(Recorded data)
******************************

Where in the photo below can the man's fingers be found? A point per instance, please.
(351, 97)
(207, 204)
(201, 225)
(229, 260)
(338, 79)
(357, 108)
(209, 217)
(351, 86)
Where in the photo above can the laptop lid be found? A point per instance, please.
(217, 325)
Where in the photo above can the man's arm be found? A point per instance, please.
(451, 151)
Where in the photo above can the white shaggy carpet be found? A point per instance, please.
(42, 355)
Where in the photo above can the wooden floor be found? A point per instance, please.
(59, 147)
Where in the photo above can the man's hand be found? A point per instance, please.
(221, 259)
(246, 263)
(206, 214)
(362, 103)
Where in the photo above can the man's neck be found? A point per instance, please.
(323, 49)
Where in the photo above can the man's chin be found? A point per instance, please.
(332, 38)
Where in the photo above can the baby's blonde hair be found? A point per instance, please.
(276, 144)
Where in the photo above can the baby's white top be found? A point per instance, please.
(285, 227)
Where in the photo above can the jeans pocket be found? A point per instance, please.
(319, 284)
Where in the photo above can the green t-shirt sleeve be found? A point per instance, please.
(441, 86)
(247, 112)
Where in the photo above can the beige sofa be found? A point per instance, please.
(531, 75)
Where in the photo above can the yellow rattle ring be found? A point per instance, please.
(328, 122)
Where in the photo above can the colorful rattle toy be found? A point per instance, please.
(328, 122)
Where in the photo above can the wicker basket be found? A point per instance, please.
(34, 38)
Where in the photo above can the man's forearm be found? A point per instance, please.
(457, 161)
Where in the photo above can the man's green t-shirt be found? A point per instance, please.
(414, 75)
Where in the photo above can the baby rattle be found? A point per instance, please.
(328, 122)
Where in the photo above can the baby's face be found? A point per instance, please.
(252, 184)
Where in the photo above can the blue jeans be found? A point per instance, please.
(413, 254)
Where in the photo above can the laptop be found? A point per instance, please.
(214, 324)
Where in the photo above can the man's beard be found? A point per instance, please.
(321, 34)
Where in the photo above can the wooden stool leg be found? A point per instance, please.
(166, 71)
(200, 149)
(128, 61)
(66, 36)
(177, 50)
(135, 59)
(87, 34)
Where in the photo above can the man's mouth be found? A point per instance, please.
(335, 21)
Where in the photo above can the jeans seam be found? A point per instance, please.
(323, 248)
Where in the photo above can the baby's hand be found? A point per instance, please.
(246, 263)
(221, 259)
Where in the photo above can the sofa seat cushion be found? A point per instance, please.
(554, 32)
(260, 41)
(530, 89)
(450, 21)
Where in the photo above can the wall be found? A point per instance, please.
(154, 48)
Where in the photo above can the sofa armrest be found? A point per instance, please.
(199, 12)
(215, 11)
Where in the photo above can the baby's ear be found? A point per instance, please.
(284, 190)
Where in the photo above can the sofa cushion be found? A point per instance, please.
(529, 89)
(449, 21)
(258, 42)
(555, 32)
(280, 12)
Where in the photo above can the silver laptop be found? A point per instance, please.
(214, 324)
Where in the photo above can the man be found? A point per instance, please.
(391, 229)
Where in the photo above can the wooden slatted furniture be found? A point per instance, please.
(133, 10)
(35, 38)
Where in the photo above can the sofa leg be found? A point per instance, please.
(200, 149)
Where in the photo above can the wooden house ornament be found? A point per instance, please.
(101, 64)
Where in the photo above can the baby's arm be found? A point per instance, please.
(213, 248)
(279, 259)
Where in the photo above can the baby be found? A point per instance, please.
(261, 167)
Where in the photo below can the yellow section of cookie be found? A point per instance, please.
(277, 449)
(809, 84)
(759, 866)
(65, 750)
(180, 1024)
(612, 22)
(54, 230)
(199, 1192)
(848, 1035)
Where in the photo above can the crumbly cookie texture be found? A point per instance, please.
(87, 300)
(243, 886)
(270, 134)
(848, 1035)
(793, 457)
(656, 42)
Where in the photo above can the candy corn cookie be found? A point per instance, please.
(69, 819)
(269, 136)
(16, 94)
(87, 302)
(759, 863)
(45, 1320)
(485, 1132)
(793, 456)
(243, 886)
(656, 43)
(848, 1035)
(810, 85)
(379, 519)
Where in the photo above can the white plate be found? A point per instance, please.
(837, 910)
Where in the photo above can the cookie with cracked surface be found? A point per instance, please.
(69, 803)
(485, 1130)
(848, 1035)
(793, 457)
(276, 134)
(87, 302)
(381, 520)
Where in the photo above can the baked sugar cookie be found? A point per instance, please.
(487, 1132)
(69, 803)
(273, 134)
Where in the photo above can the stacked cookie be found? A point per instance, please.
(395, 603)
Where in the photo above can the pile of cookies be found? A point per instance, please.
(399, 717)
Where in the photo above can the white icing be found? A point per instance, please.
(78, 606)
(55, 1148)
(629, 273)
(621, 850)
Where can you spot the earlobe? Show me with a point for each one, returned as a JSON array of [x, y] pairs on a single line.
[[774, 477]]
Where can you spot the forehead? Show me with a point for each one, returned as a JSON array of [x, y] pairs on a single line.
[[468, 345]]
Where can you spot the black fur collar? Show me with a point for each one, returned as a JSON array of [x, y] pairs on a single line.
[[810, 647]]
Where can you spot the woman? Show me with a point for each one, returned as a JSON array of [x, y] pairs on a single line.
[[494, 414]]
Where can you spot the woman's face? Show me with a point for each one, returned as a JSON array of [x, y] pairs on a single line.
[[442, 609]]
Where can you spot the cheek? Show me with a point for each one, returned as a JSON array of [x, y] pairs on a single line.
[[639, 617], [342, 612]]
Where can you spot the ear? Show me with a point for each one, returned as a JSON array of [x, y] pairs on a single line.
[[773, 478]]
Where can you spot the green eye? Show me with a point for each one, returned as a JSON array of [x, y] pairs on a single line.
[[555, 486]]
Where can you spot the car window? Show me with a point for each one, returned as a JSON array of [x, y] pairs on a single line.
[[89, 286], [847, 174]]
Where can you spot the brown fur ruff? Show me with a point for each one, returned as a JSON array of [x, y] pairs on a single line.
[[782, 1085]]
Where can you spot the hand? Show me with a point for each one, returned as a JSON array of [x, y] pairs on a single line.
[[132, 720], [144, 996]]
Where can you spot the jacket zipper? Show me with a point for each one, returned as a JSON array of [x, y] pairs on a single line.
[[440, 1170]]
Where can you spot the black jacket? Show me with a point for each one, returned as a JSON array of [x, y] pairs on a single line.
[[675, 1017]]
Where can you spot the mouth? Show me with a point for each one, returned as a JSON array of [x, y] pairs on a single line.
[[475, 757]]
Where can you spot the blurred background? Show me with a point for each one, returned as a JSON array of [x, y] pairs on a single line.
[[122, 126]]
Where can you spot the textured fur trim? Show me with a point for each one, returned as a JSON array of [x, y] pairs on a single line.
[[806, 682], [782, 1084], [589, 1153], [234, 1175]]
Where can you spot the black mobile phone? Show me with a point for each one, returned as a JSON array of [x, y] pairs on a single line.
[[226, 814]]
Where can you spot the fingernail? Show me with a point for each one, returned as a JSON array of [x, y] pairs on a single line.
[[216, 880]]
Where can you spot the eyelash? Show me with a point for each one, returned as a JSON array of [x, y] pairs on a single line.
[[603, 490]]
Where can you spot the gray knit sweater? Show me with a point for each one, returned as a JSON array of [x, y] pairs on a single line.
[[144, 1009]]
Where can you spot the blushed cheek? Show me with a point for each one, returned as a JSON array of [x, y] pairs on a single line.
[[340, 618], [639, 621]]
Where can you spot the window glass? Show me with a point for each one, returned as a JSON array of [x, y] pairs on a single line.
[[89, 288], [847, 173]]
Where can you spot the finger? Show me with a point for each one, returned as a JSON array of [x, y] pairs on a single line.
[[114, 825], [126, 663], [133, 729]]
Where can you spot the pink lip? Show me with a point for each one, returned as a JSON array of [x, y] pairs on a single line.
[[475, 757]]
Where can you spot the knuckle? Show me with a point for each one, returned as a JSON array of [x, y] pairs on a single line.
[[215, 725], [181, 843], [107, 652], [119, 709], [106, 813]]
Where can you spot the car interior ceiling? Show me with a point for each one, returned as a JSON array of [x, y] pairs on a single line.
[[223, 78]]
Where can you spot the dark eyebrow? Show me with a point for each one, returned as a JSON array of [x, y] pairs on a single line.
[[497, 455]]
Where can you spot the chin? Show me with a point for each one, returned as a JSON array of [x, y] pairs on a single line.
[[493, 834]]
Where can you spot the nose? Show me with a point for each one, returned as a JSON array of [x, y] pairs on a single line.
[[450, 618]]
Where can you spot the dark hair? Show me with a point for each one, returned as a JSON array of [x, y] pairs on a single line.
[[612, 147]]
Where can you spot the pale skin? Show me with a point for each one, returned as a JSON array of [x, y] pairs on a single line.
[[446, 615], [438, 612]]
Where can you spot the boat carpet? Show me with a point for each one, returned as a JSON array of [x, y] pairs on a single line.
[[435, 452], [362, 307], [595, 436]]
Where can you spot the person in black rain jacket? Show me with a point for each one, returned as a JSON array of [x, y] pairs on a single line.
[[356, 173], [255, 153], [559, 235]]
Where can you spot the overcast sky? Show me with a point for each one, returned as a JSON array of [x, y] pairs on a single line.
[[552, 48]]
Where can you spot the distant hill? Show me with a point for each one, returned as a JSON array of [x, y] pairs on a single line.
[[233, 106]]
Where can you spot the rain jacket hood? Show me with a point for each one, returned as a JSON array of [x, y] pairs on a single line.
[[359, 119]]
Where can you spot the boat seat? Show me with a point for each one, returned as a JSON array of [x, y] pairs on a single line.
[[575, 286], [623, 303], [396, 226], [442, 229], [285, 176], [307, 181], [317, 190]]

******************************

▶ _ACTION ITEM_
Output exactly the line containing "Where can you spot the distant" together with every line after it, ending at the final line of the entries.

▶ _TASK SOLUTION_
Where can you spot the distant hill? Show me with a point for each one, returned as a JSON array of [x, y] pairs on a single line.
[[233, 106]]
Where can you spot the rain jacket hood? Show me with a point for each one, returned as a JSON array of [x, y] pairs on a single line.
[[359, 119]]
Where can you spot the boat seat? Show me with a point for each one, returned as a JSON array of [x, y] pairs on a single line.
[[575, 286], [623, 303], [396, 226], [442, 229], [285, 176], [307, 181], [317, 190]]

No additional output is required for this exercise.